Entries taken from a collection
* * * * *
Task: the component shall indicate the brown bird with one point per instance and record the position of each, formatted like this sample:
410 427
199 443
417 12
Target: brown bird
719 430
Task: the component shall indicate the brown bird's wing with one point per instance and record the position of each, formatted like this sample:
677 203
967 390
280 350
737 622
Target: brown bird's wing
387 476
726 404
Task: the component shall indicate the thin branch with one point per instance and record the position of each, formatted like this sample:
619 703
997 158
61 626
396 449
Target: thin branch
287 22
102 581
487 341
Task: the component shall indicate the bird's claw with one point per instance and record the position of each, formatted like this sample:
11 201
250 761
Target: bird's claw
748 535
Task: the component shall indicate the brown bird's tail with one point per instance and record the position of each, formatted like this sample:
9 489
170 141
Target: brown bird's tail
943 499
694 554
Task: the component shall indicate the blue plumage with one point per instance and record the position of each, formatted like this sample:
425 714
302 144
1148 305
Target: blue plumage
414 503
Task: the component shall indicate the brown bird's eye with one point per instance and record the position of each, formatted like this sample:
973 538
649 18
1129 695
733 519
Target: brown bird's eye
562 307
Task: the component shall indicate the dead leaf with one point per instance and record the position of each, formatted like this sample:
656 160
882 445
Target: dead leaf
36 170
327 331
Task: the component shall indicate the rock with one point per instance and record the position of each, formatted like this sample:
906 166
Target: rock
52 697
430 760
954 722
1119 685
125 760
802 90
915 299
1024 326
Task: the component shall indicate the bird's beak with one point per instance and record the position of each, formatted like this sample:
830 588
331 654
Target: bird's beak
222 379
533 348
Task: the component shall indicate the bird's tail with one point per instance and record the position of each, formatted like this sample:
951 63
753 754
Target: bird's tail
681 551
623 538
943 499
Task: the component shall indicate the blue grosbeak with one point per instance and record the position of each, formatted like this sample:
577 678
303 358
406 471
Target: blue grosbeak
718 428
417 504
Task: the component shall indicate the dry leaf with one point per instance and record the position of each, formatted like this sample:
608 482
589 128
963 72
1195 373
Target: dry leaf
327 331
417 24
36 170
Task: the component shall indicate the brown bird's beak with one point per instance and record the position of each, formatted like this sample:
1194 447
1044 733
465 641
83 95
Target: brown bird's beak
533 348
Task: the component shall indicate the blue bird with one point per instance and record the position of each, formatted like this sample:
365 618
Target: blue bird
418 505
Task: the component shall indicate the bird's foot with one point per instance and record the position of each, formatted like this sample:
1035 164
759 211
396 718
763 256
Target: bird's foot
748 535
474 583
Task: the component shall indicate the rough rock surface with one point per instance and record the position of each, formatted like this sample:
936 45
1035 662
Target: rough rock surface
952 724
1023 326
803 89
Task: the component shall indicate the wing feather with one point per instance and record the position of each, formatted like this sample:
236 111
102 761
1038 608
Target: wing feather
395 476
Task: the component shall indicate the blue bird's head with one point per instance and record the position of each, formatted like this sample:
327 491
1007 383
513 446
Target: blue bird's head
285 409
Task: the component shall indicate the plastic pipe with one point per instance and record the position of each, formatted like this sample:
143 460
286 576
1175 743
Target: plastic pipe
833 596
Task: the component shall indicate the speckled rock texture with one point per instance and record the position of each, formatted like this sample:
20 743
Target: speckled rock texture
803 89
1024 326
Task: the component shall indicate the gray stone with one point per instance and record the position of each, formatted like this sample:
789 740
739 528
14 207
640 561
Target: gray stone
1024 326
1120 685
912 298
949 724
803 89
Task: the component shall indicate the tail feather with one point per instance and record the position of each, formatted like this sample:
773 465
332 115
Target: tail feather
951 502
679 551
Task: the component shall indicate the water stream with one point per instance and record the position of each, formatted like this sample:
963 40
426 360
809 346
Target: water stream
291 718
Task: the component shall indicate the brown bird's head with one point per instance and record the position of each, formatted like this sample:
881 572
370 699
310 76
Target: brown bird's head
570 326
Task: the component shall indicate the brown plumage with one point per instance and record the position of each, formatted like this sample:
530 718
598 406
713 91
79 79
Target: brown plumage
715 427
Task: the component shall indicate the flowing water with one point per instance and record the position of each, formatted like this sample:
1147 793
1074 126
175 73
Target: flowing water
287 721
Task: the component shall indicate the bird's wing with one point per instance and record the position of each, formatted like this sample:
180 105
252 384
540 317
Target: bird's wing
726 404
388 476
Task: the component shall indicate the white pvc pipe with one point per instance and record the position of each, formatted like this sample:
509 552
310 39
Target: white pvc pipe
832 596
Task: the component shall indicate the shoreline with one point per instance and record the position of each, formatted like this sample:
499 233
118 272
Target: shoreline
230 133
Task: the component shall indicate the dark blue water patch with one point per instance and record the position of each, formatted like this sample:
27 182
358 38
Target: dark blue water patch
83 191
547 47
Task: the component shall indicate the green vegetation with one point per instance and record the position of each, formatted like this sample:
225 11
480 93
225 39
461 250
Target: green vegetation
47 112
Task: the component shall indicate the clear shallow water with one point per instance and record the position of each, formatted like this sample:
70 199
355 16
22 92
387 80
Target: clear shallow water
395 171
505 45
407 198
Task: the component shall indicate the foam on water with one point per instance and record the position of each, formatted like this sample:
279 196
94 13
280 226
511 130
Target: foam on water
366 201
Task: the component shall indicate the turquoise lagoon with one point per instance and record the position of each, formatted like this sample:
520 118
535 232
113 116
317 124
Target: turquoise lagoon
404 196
* * * * *
Your goal =
With nothing added or left out, print the data again.

Written solution =
Task: the component shall indicate the brown bird with one point per instance and record the position of each, formatted like this sample:
410 427
199 443
417 12
Target: brown bird
719 430
Task: the component shall indicate the brown bird's wing with one point per instance and record the position of each, formatted like this sample:
677 203
967 390
280 350
737 622
Target: brown bird's wing
387 476
726 404
Task: the component shall indicate the thin branch with one point per instance and record the position of each, formatted like this sample:
619 703
997 158
61 626
396 449
Target: thin branch
287 22
102 581
487 341
Task: the component shall indicate the bird's claw with one point per instance and record the position of each, formatted like this sample:
11 201
250 761
Target: bird's claw
748 535
Task: the component shall indicate the brown bird's tail with one point per instance and record the position of each, formatted like this sample:
9 489
170 141
Target: brown bird's tail
943 499
694 554
Task: the component shall indicate the blue plumage with one point per instance and record the position of each, formatted like this sample:
425 714
302 144
1148 305
Target: blue plumage
414 503
Task: the component shall indicate the brown bird's eye with one point per instance and record the position of each, formatted like this sample:
973 538
649 18
1129 695
733 519
Target: brown bird's eye
562 307
Task: the component shall indicate the dead leaf with one point per instance and record the position of each, formatted like this sample:
656 160
882 445
Target: dead leaf
36 170
327 331
Task: the component shall indicate the rock with one point per instance and record the position of each, formatted like this sample:
906 166
Target: rock
52 697
430 760
954 722
1119 685
125 760
802 90
915 299
1024 326
Task: the component shall indicate the bird's beak with one point per instance and record the position of each, formatted like this sample:
830 588
331 654
Target: bird's beak
222 379
533 348
Task: the component shall indicate the bird's tail with one point per instance and record the position of each, formatted like this sample:
951 63
753 754
Target: bird's tail
681 551
623 538
943 499
Task: the component shall indicate the blue grosbeak with one point per instance and record the position of each, formatted like this sample:
577 678
303 358
406 471
Target: blue grosbeak
718 428
417 504
Task: the component shall indicate the dry leaf with one point per instance and record the position of each, formatted like this sample:
608 482
589 128
963 72
1195 373
Target: dry leaf
327 331
417 24
36 170
Task: the component shall indicate the brown bird's beak with one point per instance and record the position of each, formatted like this sample:
1194 447
1044 733
465 641
83 95
Target: brown bird's beak
533 348
Task: the component shall indicate the blue bird with one point per instance and record the position of each, formatted like this sample:
365 618
Target: blue bird
418 505
Task: the component shall indicate the bird's foot with one point per instance and record the position of each, formatted like this sample:
1035 164
759 211
396 718
763 256
Target: bird's foot
748 535
474 583
Task: the component shall indicate the rough rock surface with one point per instance and record the position of each, formatted like this sample:
936 45
1035 662
Target: rough rock surface
952 724
1023 326
803 89
Task: the component shall indicate the wing feather with one point per instance and record the position of each, formatted like this sample:
236 111
102 761
1038 608
Target: wing feather
395 476
Task: the component shall indicate the blue bird's head with one point per instance and record the position of each, formatted like this sample:
327 491
1007 383
513 446
Target: blue bird's head
285 409
Task: the component shall indicate the plastic pipe with one point per instance and record the position of each, formatted like this sample:
143 460
286 576
1175 743
Target: plastic pipe
833 596
Task: the component shall indicate the speckled rock texture with one point per instance and record the position of each, formatted like this sample:
20 743
Target: speckled rock texture
803 89
1024 326
Task: the component shall indicate the gray stone with one point per instance and record the position of each, formatted like this sample:
789 740
739 528
14 207
640 561
Target: gray stone
1024 326
1120 685
912 298
949 724
803 89
Task: the component shall indicate the tail feather with one point per instance and record the position of each, formatted like this sample:
773 465
332 115
Target: tail feather
951 502
679 551
Task: the component shall indicate the water stream with one point per instance and record the position of each, formatted like this sample:
963 40
426 360
809 346
Target: water stream
291 718
Task: the component shall indicate the brown bird's head with one point per instance and record the position of each, formatted like this sample:
881 572
370 699
310 76
Target: brown bird's head
570 326
Task: the component shall indicate the brown plumage with one point per instance and record the position of each, formatted like this sample:
530 718
598 406
713 91
79 79
Target: brown plumage
715 427
Task: the component shall indicate the flowing water with one point per instance and record the position of each, formatted like this sample:
1147 793
1074 126
175 73
Target: flowing water
287 721
Task: the component shall indicate the bird's wing with one point per instance and record the position of each, formatted like this sample:
180 105
252 384
540 317
Target: bird's wing
726 404
388 476
Task: the component shall indicate the white pvc pipe with one point per instance and record the position of each, formatted like this sample:
509 552
310 39
Target: white pvc pipe
832 596
Task: the component shall indicate the shoreline with one point per instance and record the position of each, formatted like this sample:
499 233
118 272
Target: shoreline
230 133
Task: the component shall indicate the dark blue water patch with one point per instance and record the position of each, formatted like this sample:
27 182
358 38
Target: dark blue water patch
83 191
547 47
Task: the component shall indicate the green vegetation with one point per instance and record the position of each, formatted like this sample:
225 11
480 93
225 39
461 250
Target: green vegetation
47 112
Task: the component shall indicate the clear shallow water with one point per instance and record the position of each, formatted like this sample:
70 199
355 16
22 92
387 80
Target: clear shallow water
395 171
505 45
407 198
Task: the component shall indicate the foam on water with one point per instance and record the position of each, formatted like this sample:
279 196
94 13
280 226
511 130
Target: foam on water
366 201
Task: the component shall indicate the turquoise lagoon with one point per instance and record the position of each, formatted like this sample:
520 118
535 232
113 116
317 124
Target: turquoise lagoon
404 196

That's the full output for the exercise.